» **Supplied passage**:

Showing posts with label Thomas Picton. Show all posts
Showing posts with label Thomas Picton. Show all posts

Thursday, February 3, 2022

Next door to immortal

This item originally appeared in the New York Sachem, a weekly newspaper affiliated with the nativist Order of United Americans party. Founded in 1852 by Henry William Herbert aka Frank Forester (1807-1858) and his protΓ©gΓ© Thomas Picton (1822-1891), The Sachem was edited by Picton with later assistance from George G. Foster, William North, and other talented New York journalists. 

Perhaps it was the chivalrous "Colonel" Tom Picton who regarded Mardi as "next door to immortal."


There is some hope for England! A lord has been sent for twelve months to the house of correction. Think of this, ye Britishers! a real live lord, one of the dii minores or demi-gods, as Herman Mellville hath it, in his next-door-to-immortal Mardi! The report is explicit; his hair was cut to the regulation felon clip; he was washed and shaved; we fear his cherished moustaches must have been sacrificed by the relentless fates, or rather by the adamantine turnkeys; furthermore, he was dressed in a suit of pepper and salt, and condemned to the--we speak the word with a slight nervous twitch of horror--TO THE MILL. Yes, reader, at this precise moment, the Noble Lord Frankfort is engaged in the remarkably monotonous employment of the perpetually walking up stairs, without ever getting any higher. If the reader has ever been on the treadmill--we do not mean professionally, but experimentally--he will understand and appreciate the sufferings of this fallen angel from the empyrean of British aristocracy. Lord F. was a great scamp; no doubt he was a[s] thoroughly debauched and degraded a specimen of a rowdy lord as one might hope to meet on a summer day. Nevertheless it is satisfactory to reflect that even this titled "ne'er do weel" can be made eminently useful to the cause of justice. This punishment is an example to his fellow nobles. It vindicates the majesty of the law and the equality of justice.

» **Set tasks**:
1. Translate this sentence from the Sachem post into Spanish: "A lord has been sent for twelve months to the house of correction."
2. Answer these questions from the Sachem post:
(a) In what year was The Sachem founded?
(b) With which party was the newspaper affiliated?
(c) What kind of suit was the lord dressed in?
3. Write a continuation of the Sachem post, picking up after its final sentence.

[Records from a data source]
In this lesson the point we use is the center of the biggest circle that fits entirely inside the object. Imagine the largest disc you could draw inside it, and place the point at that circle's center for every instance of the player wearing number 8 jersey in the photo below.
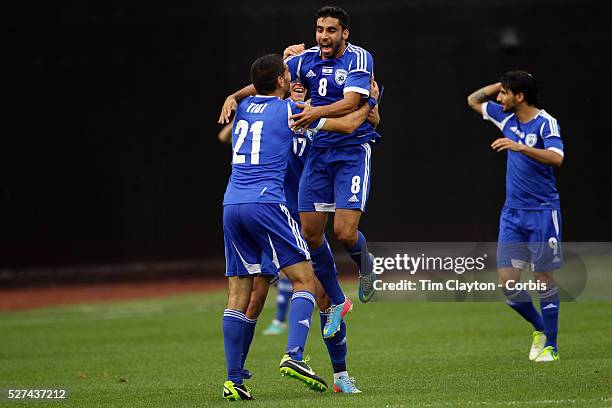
(530, 223)
(258, 225)
(338, 168)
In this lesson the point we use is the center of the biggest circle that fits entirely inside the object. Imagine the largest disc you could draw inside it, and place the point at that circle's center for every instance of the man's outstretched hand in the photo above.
(229, 107)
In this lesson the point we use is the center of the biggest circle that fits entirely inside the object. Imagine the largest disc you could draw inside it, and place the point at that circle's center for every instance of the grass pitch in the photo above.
(169, 352)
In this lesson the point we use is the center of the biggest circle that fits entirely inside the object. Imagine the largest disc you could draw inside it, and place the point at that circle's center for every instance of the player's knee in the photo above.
(313, 236)
(237, 301)
(346, 234)
(255, 307)
(323, 301)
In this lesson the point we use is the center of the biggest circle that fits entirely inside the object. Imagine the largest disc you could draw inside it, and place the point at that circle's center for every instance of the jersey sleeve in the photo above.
(494, 112)
(551, 135)
(294, 64)
(358, 78)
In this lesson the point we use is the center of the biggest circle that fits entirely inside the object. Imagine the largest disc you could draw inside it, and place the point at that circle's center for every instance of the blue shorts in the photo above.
(268, 267)
(336, 177)
(530, 239)
(254, 232)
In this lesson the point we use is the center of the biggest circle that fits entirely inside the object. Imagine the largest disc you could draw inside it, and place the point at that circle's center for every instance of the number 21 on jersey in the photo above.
(242, 129)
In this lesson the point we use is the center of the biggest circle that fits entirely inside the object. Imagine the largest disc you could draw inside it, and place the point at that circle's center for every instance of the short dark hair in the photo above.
(522, 81)
(264, 72)
(335, 12)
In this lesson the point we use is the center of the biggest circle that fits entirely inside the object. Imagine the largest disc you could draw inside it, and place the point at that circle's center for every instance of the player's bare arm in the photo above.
(544, 156)
(477, 98)
(349, 123)
(225, 135)
(374, 117)
(348, 104)
(231, 102)
(294, 49)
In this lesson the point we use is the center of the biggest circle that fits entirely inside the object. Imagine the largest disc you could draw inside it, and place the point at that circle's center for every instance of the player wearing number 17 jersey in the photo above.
(256, 222)
(337, 171)
(530, 222)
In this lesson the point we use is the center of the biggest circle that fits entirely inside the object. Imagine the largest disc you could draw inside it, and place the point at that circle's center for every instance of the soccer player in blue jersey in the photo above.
(285, 290)
(530, 223)
(337, 171)
(258, 225)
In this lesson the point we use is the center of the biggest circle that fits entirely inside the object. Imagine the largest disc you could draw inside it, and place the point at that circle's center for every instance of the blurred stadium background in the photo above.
(109, 152)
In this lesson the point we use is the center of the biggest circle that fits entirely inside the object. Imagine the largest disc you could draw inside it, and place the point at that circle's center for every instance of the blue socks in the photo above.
(549, 304)
(336, 346)
(233, 335)
(249, 332)
(285, 290)
(325, 270)
(520, 301)
(361, 247)
(302, 303)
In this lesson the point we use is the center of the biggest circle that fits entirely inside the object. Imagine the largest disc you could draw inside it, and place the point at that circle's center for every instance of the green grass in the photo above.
(169, 352)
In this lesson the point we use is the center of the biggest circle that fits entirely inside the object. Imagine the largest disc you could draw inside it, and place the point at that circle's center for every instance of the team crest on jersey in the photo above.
(531, 140)
(340, 76)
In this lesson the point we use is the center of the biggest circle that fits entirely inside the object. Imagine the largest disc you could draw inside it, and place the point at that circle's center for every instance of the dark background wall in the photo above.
(109, 153)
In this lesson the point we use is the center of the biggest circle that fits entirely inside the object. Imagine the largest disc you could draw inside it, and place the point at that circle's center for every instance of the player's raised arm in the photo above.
(349, 123)
(231, 102)
(292, 50)
(477, 98)
(225, 135)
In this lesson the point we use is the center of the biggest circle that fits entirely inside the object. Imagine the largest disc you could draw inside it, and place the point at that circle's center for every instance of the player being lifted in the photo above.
(530, 222)
(337, 171)
(257, 225)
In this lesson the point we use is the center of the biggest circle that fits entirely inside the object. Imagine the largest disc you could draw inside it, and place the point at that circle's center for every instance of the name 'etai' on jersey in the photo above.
(530, 185)
(328, 79)
(261, 143)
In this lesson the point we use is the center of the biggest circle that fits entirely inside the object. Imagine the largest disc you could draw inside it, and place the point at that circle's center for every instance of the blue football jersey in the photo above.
(530, 185)
(328, 79)
(295, 168)
(261, 145)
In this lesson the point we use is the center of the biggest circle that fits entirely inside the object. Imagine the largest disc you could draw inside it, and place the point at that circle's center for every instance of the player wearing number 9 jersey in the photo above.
(530, 222)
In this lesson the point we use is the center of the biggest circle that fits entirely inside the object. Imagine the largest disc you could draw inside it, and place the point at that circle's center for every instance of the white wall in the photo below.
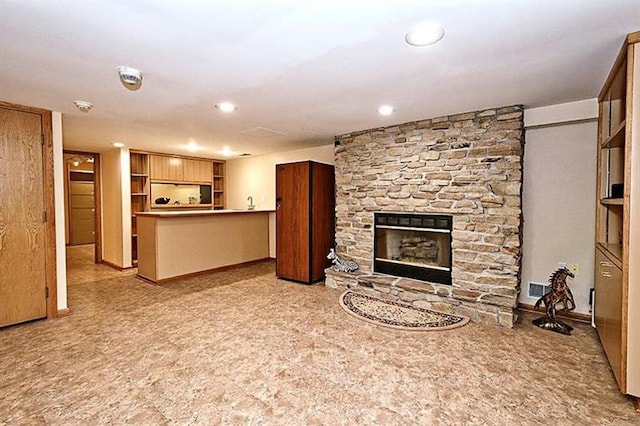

» **In response**:
1. Un lord ha sido enviado por doce meses a la casa de corrección.

2.
(a) 1852
(b) The nativist Order of United Americans party
(c) A suit of pepper and salt

3.
N. Y. Sachem.

Reprinted in the Helena, Arkansas Southern Shield on February 26, 1853; and Cleveland OH Plain Dealer on March 7, 1853.

In Mardi, and a Voyage Thither, Melville's narrator masquerades as Taji, one of the "demi-gods" recalled so fondly by the New York Sachem editor. 

Samoa now gave me to understand, that from all he could learn, the Islanders regarded me as a superior being. They had inquired of him, whether I was not white Taji, a sort of half-and-half deity, now and then an Avatar among them, and ranking among their inferior ex-officio demi-gods. To this, Samoa had said ay; adding, moreover, all he could to encourage the idea.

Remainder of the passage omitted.